Lots of people have wondered why English seems to be one of very few languages with such irregular spelling, far from its pronunciation. The answers include the Norman invasion, and the Great Vowel Shift.

Ok, cool. But why did all those other languages not have the same thing happen to them?

German, Spanish, Italian, all Slavic languages, etc. They don't have a silent 'e', they don't have the day/date poke/soak treat/tree vowel dualities, etc. They still ascribe vowels the same sounds they ascribed them many centuries ago.

Is it because England had more trade contact and colonies? Or because they're on an isolated island? Or why?


4 Answers 4


I started off by posting a series of comments scattered all over the page, but I thought I should sum them up in a standalone answer.

Generally speaking, there have been similar shifts in many other languages. And they are even happening right now as we speak.

But first things first. Since you mentioned Slavic languages, as the most obvious example, in Old Church Slavonic, an o was an o. In contemporary Russian, it can be anything from a schwa to an ʌ to an ɔ, depending on the position relative to the stressed syllable (e.g. молоко, milk, /məɫɐˈko/ or /məlʌˈkɔ/; водоворот, swirl, /vədəvʌˈro̞t/). Also, in Old Church Slavonic, there were a number of nasal sounds, which are absent in pretty much all contemporary Slavic languages with the notable exception of Polish.

Secondly, don't get me started on German. If you don't know how to correctly pronounce Soest, Troisdorf, Huonker, Pankow, Laermann, Hueck, you will pronounce them wrong. It happens to native German speakers all the time.

Speaking of Germanic languages, the most notable vowel shifts happened in German and Dutch (Wikipedia even mentions them in the article on the Great Vowel Shift). It's just that there was at least some concerted effort to keep the spelling consistent with the (changing) pronunciation. The pronunciation shifts were accompanied by spelling shifts, if you will. Hence the popular but wrong assumption that there weren't pronunciation shifts to begin with.

In other words, what made the pronunciation stray so far from spelling in English was not the Great Vowel Shift; it was the absence of the accompanying Great Spelling Update.

Now, it's always a bit harder to explain the absence of something rather than its presence, though one of the other answers does provide an interesting link. On a more general note, I will say that spelling reforms are the domain of politicians, one of the most prominent and recent examples being the German orthography reform of 1996, kicked off by the Conference of Ministers of Culture and later monitored by the International Commission for German Orthography. English, however, traditionally lacks such regulatory bodies.

Anyhow, vowel shifts happen all the time, especially on the dialect level. Now that I have zeroed in on German, I'll just take Bavarian as an example. In Bavarian, viel is not pronounced as /fiːl/ and ein Haufen is not pronounced /aɪ̯n ˈhaʊ̯fm̩/. But again, there is some effort to keep the spelling consistent with the pronunciation, so if you came up with the crazy idea to write a Wikipedia in Bavarian, you would spell viel as vui, vei, vii or fui, and ein Haufen as a Haufa, to reflect the actual pronunciation. And there are also Wikipedias in Ripuarian, Plattdeutsch, Alemannic... It's hard to imagine, say, standalone Australian, Canadian or Texan Wikipedias where the spelling mirrors the local dialect in such a manner.

## [Given data]

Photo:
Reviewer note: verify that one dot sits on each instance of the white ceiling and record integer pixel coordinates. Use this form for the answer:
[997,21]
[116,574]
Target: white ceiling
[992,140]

==

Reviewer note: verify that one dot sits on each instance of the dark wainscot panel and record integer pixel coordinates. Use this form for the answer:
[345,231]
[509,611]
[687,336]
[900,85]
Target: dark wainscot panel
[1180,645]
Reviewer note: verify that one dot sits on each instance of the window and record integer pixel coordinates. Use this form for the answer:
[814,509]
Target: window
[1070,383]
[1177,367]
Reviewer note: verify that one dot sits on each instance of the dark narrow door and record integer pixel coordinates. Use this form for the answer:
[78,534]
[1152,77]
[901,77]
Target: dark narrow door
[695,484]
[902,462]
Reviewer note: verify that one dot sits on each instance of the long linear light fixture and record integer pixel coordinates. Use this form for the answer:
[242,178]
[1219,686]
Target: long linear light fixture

## [Stated task A]
List the German names that the text on English spelling says people will mispronounce unless they already know how to say them.
## [Stated task B]
Write a continuation of the text on English spelling, starting after its final sentence.
The material above comes from a different source than the text on English spelling.

## [Expected output A]
Soest, Troisdorf, Huonker, Pankow, Laermann, Hueck

## [Expected output B]
I guess I can sum these ramblings up as follows: vowel shifts happen all the time. Spelling conventions are a question of politics and culture.

  • Native German speakers regularly mispronounce certain German words? Sounds a little bit presrciptivist there. Surely however they regularly pronounce them is the right pronounciation?
    – Seamus
    Dec 7, 2011 at 16:07
  • "Regularly mispronounce" could simply mean that the words are pronounced disparately.
    – Charles
    Mar 2, 2012 at 16:05
  • 6
    @Seamus, not really—place names are exempt from the ‘majority wins’ rule. When a small English village is locally pronounced as ‘chumly’ despite its name being spelt ‘Cholmondeley’, then that is its correct pronunciation: what the people who live there and use the name on a daily basis say. When an American or Australian comes by, sees the name for the first time, and pronounces it as it’s written, they are mispronouncing it, even if they are native English speakers. Sep 17, 2013 at 18:58
  • @Seamus: Worcester, Bowdoin, and Woburn, places in the Boston area, are constantly mispronounced by native English speakers from other places (even people from Woburn, England). Sep 17, 2013 at 19:56
  • 4
    I now live in Munich. I take it all back: Bavarians are so wrong about German pronunciation.
    – Seamus
    Sep 17, 2013 at 23:58

Only Middle English underwent the Great Vowel Shift because that name specifically refers to a historical shift in English. Other languages have had shifts, either unnamed or of different names. Notable named examples are the first Germanic sound shift, the second Germanic sound shift, and the northern cities vowel shift.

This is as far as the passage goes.